◆ **WHAT IS ASKED**: Transcribe the listing below word for word.
begin DATA
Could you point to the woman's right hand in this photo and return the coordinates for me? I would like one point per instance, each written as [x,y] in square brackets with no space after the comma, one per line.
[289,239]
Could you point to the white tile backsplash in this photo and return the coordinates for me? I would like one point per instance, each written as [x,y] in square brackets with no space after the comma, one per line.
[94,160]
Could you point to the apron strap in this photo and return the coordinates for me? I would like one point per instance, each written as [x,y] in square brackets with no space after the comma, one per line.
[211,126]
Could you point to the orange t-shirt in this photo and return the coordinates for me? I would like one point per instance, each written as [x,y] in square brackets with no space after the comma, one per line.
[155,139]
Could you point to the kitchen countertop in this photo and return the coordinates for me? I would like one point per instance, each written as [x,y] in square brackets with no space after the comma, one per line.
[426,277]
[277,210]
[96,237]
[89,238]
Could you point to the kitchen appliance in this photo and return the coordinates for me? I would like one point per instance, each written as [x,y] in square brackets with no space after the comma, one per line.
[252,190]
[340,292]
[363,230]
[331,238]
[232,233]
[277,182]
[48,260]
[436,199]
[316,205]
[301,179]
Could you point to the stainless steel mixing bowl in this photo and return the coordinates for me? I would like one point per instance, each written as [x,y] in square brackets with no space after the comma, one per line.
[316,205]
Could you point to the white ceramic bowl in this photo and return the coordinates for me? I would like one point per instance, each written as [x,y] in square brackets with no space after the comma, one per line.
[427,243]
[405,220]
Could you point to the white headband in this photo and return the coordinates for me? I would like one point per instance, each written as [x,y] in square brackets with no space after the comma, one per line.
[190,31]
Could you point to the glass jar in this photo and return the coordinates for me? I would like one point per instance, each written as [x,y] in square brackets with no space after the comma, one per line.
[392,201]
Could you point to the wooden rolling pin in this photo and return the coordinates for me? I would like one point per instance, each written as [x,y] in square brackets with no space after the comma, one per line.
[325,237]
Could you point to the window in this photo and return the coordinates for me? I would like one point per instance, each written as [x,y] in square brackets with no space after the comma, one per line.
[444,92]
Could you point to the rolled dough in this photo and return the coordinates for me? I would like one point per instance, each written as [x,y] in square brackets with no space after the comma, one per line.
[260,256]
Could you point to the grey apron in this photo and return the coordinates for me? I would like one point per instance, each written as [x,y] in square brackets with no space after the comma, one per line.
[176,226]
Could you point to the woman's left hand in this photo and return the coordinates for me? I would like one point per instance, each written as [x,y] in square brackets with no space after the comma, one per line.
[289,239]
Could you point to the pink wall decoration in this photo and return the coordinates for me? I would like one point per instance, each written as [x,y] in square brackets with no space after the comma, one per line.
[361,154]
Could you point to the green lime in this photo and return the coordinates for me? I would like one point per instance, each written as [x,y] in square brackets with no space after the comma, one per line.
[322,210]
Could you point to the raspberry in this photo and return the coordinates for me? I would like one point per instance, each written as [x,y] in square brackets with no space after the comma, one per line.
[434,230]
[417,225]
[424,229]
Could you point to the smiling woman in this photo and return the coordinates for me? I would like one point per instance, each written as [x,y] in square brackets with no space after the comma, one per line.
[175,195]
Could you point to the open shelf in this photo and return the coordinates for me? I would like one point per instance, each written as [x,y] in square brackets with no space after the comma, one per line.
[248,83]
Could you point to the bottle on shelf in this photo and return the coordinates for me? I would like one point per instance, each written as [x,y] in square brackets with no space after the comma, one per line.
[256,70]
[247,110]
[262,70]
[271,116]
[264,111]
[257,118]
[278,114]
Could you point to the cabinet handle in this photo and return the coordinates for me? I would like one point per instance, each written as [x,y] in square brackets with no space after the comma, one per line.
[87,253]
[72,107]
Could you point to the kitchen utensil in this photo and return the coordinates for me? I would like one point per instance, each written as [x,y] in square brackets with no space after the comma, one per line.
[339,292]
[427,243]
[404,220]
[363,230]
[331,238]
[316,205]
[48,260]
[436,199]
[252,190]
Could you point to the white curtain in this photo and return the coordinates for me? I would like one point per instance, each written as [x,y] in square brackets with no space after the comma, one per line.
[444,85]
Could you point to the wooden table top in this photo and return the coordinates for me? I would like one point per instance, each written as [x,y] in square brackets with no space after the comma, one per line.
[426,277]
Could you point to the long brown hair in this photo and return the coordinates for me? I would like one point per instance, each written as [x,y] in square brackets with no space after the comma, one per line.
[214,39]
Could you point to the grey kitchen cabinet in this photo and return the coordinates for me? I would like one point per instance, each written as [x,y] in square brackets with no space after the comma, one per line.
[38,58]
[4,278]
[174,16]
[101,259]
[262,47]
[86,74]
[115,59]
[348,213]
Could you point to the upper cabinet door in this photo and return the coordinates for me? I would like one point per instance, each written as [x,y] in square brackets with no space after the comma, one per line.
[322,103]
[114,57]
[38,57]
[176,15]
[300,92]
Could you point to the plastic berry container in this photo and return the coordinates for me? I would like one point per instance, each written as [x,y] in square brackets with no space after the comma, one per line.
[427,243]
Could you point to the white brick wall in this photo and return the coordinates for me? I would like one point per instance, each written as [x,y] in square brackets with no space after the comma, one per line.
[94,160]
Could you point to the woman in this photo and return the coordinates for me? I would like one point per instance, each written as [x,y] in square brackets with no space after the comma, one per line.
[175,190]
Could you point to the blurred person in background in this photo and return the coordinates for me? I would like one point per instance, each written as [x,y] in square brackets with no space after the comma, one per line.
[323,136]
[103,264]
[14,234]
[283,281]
end DATA
◆ **RESPONSE BELOW**:
Could you point to the woman's right hand in this photo and return the coordinates for me? I would like one point per instance, each written as [x,y] in square brackets with no space after the comma, one per line.
[289,239]
Could you point to the white tile backsplash in this photo and return the coordinates for me? I would like one point per instance, each written as [x,y] in square brackets with no space after the comma, one per line.
[94,160]
Could you point to the apron strap in this photo and return the coordinates for me? I would like one point per instance, each written as [x,y] in square brackets with no space after the comma, one per line.
[211,126]
Could you point to the orange t-shirt in this photo and return the coordinates for me? I would like one point per instance, each written as [x,y] in square brackets with no space after the comma, one per line.
[155,139]
Could you point to the kitchen countertop in this photo and return the coordinates for me? I would like one point per instance, each written as [x,y] in square brackets with no space after the comma, one per line.
[426,277]
[277,210]
[96,237]
[89,238]
Could you point to the kitchen appliance in this photo and return the coordinates for me? I would like one point per instance, each written as [x,y] in square brackets with no space after the comma, one per line.
[252,190]
[340,292]
[363,230]
[331,238]
[232,233]
[277,182]
[48,260]
[436,199]
[316,205]
[301,179]
Could you point to the stainless steel mixing bowl in this photo and return the coordinates for me? I would like one point per instance, each written as [x,y] in square brackets with no space after the comma, one per line.
[316,205]
Could you point to the white ceramic bowl in this photo and return the coordinates for me? I would like one point per instance, each written as [x,y] in square brackets with no space after the comma, one per line.
[427,243]
[405,220]
Could you point to the white headband in this photo and return the coordinates for me? I would like one point per instance, each written as [x,y] in square brackets with no space after the comma, one per line.
[190,31]
Could you point to the glass jar in this photo and return the coordinates for me? I would like one point per instance, each written as [x,y] in square brackets with no space after the comma, one per line.
[392,201]
Could you point to the wooden rolling pin in this photo and return the coordinates for me? I would like one point per instance, each written as [x,y] in square brackets with no space after the comma, one per line.
[325,237]
Could you point to the window in this photo and return the coordinates for me? I would like one point per instance, each written as [x,y] in square brackets with no space after the comma, one per line.
[444,92]
Could you point to the rolled dough in this photo and return the coordinates for me? I would like one point per instance, each written as [x,y] in square brackets with no space after the comma, one per line.
[260,256]
Could you point to the grey apron in this photo and return the coordinates for me? I would like one point per instance, each written as [x,y] in square brackets with no space after the comma, one per line.
[176,226]
Could you point to the woman's left hand in this photo and return the coordinates for me? I would like one point per instance, each written as [x,y] in square brackets with no space after the comma, one per line.
[289,239]
Could you point to the pink wall decoration in this photo and return the coordinates for me? I would like one point per instance, each written as [x,y] in square brackets with no space after the comma, one per line.
[361,154]
Could you point to the green lime in this photo and return the coordinates for me? I would like one point per instance, each written as [x,y] in square brackets with no space after the comma, one per line.
[322,210]
Could you point to the raspberry in this photo and return the coordinates for me? I would like one point per instance, each written as [x,y] in square brackets with no space after the comma, one per line.
[434,230]
[417,225]
[424,229]
Could you point to the smiling woman in this photo and return the coordinates for me? I would like one point per instance, each written as [x,y] in square brackets with no space after the comma, one per line.
[175,195]
Could you point to the open shelf in this photo and return the coordinates for me? I would like one point per instance, each written as [x,y] in square brackets with no space after the comma, one per line.
[248,83]
Could you point to the bottle on shelf in this photo and return the coordinates for me? I would like one point per instance, each written as [x,y] in square brackets with no space after the comma, one per line.
[256,70]
[247,110]
[262,70]
[271,116]
[264,111]
[257,118]
[278,114]
Could you point to the cabinet handle in this photo and return the coordinates for me? I would like one point per instance, each written as [x,y] in square brackets with no space after the comma, one per line.
[87,253]
[72,107]
Could you point to the kitchen utensil in this photo and return the coordinates for me? I would like one point per instance, each written as [x,y] in square brackets with no space after the comma, one per line.
[339,292]
[427,243]
[404,220]
[363,230]
[331,238]
[316,205]
[48,260]
[436,199]
[252,190]
Could you point to the white curtain in this photo and return the coordinates for me? I would like one point per instance, each written as [x,y] in square brackets with no space after the comma, one per line.
[444,85]
Could you point to the wooden table top in this photo and return the coordinates for me? I would like one point per instance, each written as [x,y] in square brackets with no space after the comma, one per line.
[426,277]
Could you point to the long brown hair in this photo and return the coordinates for me? I would like one point per instance, each written as [x,y] in square brackets with no space after the comma, one per line.
[214,39]
Could you point to the grey kitchen cabinet in this photo and return the coordinates for me? I would like one point per instance, each written as [x,y] in square brackets with no space after the comma, one per line.
[38,58]
[4,278]
[174,16]
[101,259]
[262,47]
[86,74]
[115,59]
[348,213]
Could you point to the upper cabinet door in this photo and return the coordinates for me? I would like one point per instance, each written as [x,y] in square brackets with no space after the comma, one per line.
[322,103]
[114,57]
[38,57]
[176,15]
[300,92]
Could you point to the plastic berry container in this photo and return the coordinates for me? I would like one point per instance, each written as [x,y] in square brackets with no space after the comma, one per line.
[427,243]
Could you point to the white brick wall in this photo and return the coordinates for me? I would like one point per instance, each written as [x,y] in square brackets with no space after the comma, one per line.
[94,160]
Could you point to the woman in this photo and return the coordinates for me? I would like one point per instance, each written as [x,y] in square brackets with no space after the comma, one per line.
[175,190]
Could you point to the blurred person in background in this photo and return the coordinates for me? I would like one point per instance, each written as [x,y] in square brackets with no space after the comma, one per line.
[323,136]
[103,264]
[14,234]
[283,281]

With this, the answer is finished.